▸ **Description of the task**:
When you reach the line that contains "Query: sun flare" in the data below, start reproducing lines exactly, and stop after the line that contains "240, row 446.".
++++ Information shown
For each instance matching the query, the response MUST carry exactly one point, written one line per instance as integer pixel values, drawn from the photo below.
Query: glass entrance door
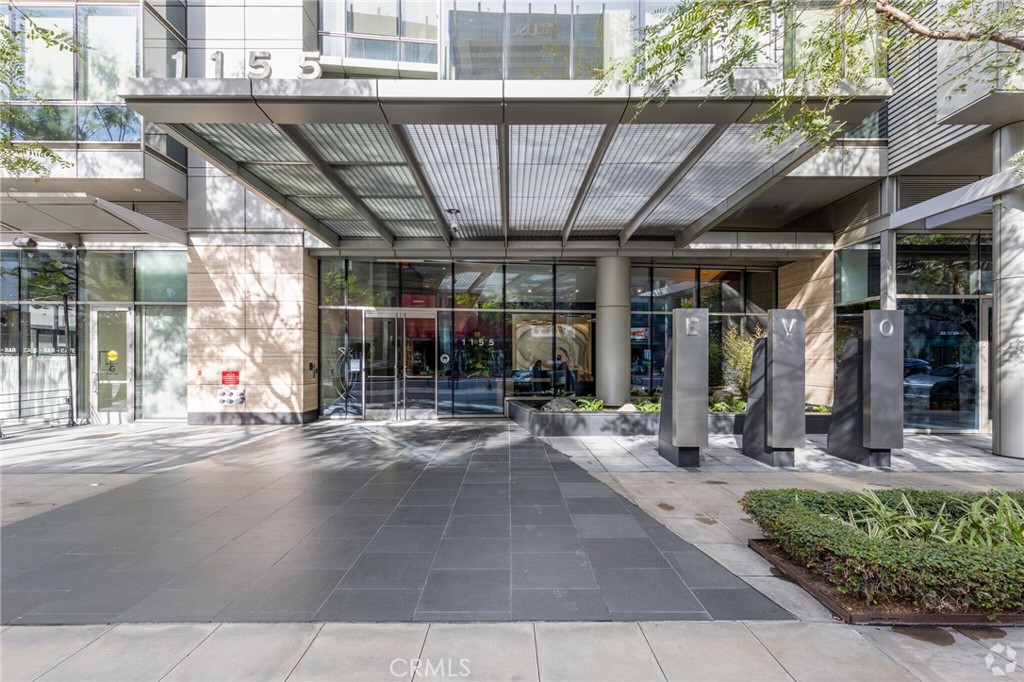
(112, 377)
(400, 374)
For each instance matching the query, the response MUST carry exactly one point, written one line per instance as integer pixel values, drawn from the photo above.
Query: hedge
(937, 578)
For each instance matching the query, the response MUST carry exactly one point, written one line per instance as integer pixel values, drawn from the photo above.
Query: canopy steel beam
(401, 141)
(685, 167)
(588, 180)
(503, 177)
(199, 144)
(762, 182)
(310, 153)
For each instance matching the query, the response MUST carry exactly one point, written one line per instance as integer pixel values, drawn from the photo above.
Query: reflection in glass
(107, 275)
(48, 275)
(109, 35)
(162, 365)
(161, 275)
(940, 355)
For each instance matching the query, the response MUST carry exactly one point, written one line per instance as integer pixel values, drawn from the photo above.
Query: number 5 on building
(259, 65)
(309, 68)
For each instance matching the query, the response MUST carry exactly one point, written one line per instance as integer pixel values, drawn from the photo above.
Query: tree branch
(913, 26)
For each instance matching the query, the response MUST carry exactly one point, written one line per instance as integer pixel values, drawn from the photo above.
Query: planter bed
(528, 416)
(880, 579)
(849, 610)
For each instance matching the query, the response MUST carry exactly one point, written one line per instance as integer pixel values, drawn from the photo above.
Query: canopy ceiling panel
(547, 167)
(352, 142)
(460, 164)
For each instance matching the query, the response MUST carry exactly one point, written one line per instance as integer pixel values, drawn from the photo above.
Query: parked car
(949, 387)
(913, 366)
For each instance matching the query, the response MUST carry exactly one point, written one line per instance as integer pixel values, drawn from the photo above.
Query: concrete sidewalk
(51, 472)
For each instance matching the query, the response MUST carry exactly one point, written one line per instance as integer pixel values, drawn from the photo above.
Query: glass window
(674, 289)
(373, 285)
(109, 124)
(360, 48)
(159, 46)
(576, 287)
(8, 275)
(760, 290)
(109, 35)
(419, 19)
(44, 123)
(539, 40)
(105, 275)
(857, 271)
(528, 287)
(419, 52)
(426, 285)
(934, 263)
(722, 291)
(161, 345)
(475, 39)
(49, 73)
(640, 289)
(478, 285)
(602, 35)
(161, 275)
(48, 275)
(940, 354)
(532, 353)
(375, 17)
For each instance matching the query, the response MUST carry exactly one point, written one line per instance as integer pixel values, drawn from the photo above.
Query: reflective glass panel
(161, 275)
(576, 287)
(107, 275)
(935, 263)
(857, 271)
(109, 35)
(940, 355)
(47, 275)
(528, 287)
(722, 291)
(161, 349)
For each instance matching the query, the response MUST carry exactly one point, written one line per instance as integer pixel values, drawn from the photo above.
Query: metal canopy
(515, 161)
(65, 217)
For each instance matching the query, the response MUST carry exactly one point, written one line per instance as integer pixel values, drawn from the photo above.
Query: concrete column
(1008, 300)
(612, 354)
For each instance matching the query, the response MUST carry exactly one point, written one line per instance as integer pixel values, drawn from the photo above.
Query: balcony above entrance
(385, 162)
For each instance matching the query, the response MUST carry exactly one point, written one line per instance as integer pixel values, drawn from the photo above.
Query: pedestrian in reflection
(538, 373)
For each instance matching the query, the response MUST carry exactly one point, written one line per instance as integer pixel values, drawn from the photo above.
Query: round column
(1007, 393)
(612, 353)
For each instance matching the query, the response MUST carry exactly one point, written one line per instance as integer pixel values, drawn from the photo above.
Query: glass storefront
(124, 331)
(498, 331)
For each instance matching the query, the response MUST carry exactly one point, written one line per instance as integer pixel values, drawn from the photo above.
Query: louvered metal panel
(380, 180)
(328, 208)
(351, 228)
(248, 142)
(399, 209)
(352, 142)
(293, 179)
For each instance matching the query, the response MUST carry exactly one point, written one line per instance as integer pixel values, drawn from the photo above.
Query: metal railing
(34, 410)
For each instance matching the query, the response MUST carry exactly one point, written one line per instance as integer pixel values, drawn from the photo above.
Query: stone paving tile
(438, 521)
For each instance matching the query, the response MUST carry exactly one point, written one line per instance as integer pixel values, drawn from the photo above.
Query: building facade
(410, 209)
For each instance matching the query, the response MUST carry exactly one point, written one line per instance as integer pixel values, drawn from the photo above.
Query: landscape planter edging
(542, 423)
(877, 617)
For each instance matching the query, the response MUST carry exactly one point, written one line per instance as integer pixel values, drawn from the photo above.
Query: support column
(612, 353)
(1007, 393)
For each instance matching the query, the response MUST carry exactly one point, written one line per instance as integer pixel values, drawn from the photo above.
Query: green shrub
(589, 405)
(932, 576)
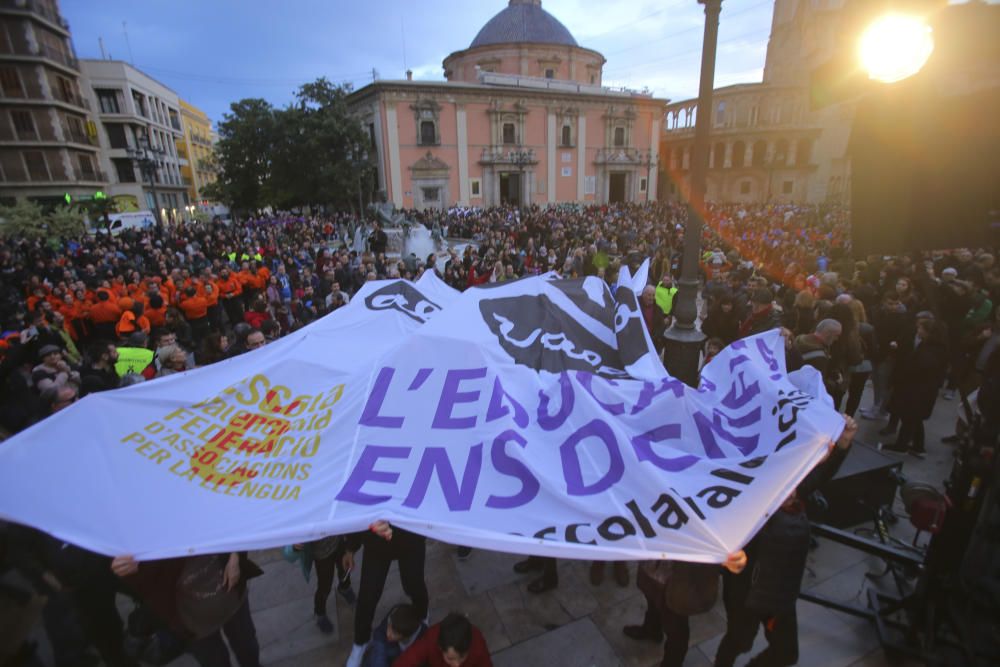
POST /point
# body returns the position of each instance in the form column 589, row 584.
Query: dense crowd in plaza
column 96, row 313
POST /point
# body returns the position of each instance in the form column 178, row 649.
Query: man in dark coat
column 917, row 377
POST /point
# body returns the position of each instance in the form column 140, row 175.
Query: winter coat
column 918, row 374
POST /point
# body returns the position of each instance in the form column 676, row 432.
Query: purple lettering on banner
column 551, row 422
column 497, row 409
column 370, row 415
column 451, row 396
column 419, row 379
column 642, row 444
column 586, row 381
column 505, row 464
column 651, row 391
column 741, row 395
column 364, row 471
column 571, row 535
column 710, row 429
column 769, row 359
column 737, row 360
column 459, row 499
column 572, row 471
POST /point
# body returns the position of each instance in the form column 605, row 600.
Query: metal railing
column 60, row 56
column 95, row 176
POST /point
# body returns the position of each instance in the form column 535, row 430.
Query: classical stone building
column 521, row 117
column 767, row 142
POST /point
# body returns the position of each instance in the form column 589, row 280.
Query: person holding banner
column 765, row 593
column 384, row 544
column 200, row 598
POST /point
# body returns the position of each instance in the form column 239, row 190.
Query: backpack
column 781, row 552
column 683, row 588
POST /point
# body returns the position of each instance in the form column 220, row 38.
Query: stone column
column 395, row 194
column 581, row 156
column 550, row 157
column 464, row 196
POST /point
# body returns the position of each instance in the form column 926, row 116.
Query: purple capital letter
column 505, row 464
column 370, row 415
column 450, row 396
column 364, row 471
column 571, row 460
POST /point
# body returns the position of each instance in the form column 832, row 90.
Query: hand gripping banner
column 529, row 416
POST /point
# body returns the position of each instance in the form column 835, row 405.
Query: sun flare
column 895, row 47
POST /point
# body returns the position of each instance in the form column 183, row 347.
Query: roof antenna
column 402, row 31
column 131, row 58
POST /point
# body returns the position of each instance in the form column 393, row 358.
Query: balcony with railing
column 91, row 176
column 69, row 97
column 42, row 10
column 77, row 136
column 59, row 55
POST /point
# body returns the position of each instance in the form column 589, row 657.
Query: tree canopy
column 305, row 155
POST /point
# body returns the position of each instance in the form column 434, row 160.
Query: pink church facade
column 521, row 118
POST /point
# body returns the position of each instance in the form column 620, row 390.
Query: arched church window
column 509, row 135
column 428, row 133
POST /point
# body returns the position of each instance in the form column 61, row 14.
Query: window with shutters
column 34, row 162
column 509, row 135
column 125, row 170
column 24, row 125
column 428, row 133
column 10, row 80
column 108, row 99
column 116, row 135
column 87, row 172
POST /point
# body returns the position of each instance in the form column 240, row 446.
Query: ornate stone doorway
column 510, row 188
column 616, row 187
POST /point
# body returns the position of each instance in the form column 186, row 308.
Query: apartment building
column 48, row 137
column 138, row 128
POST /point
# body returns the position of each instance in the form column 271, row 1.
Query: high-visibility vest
column 132, row 360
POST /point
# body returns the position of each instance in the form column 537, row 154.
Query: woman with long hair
column 858, row 374
column 847, row 351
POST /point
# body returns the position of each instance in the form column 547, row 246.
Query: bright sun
column 895, row 46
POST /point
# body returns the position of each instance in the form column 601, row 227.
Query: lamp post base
column 682, row 353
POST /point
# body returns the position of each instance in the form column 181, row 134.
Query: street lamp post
column 684, row 339
column 521, row 159
column 778, row 159
column 359, row 158
column 147, row 159
column 647, row 159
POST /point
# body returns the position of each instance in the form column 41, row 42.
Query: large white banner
column 531, row 416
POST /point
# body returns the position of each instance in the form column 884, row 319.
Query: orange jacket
column 194, row 307
column 212, row 298
column 157, row 316
column 129, row 323
column 104, row 312
column 230, row 287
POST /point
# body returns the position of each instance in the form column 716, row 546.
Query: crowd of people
column 100, row 312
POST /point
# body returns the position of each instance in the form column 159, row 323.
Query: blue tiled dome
column 523, row 21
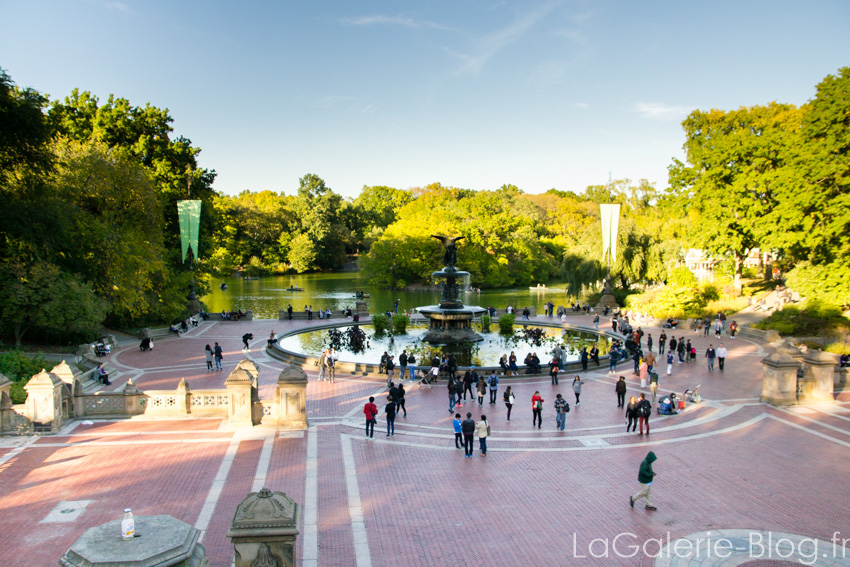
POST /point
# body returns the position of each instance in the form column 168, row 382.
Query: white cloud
column 663, row 112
++++++++
▸ **Answer to this task**:
Query: sun flare
column 895, row 47
POST /point
# body returns the position of each instance in the form column 183, row 347.
Query: roof antenna
column 402, row 31
column 131, row 58
POST /point
# body returns the position of each instance in the form column 393, row 358.
Query: balcony with railing
column 91, row 176
column 69, row 97
column 42, row 10
column 77, row 136
column 59, row 55
POST /point
# body returns the position of each instance in the form column 589, row 657.
Query: tree canopy
column 305, row 155
POST /point
# body returns the position of each instance in the form column 434, row 160.
Query: pink church facade
column 521, row 118
POST /point
# body returns the position of each instance in the form column 620, row 390.
Query: arched church window
column 509, row 135
column 428, row 133
POST /point
# body returns the position of each instance in the form column 61, row 14.
Query: window with shutters
column 34, row 162
column 509, row 135
column 125, row 170
column 24, row 125
column 428, row 133
column 10, row 80
column 108, row 99
column 116, row 135
column 87, row 172
POST /point
# body returns the position of each instance in the form column 240, row 446.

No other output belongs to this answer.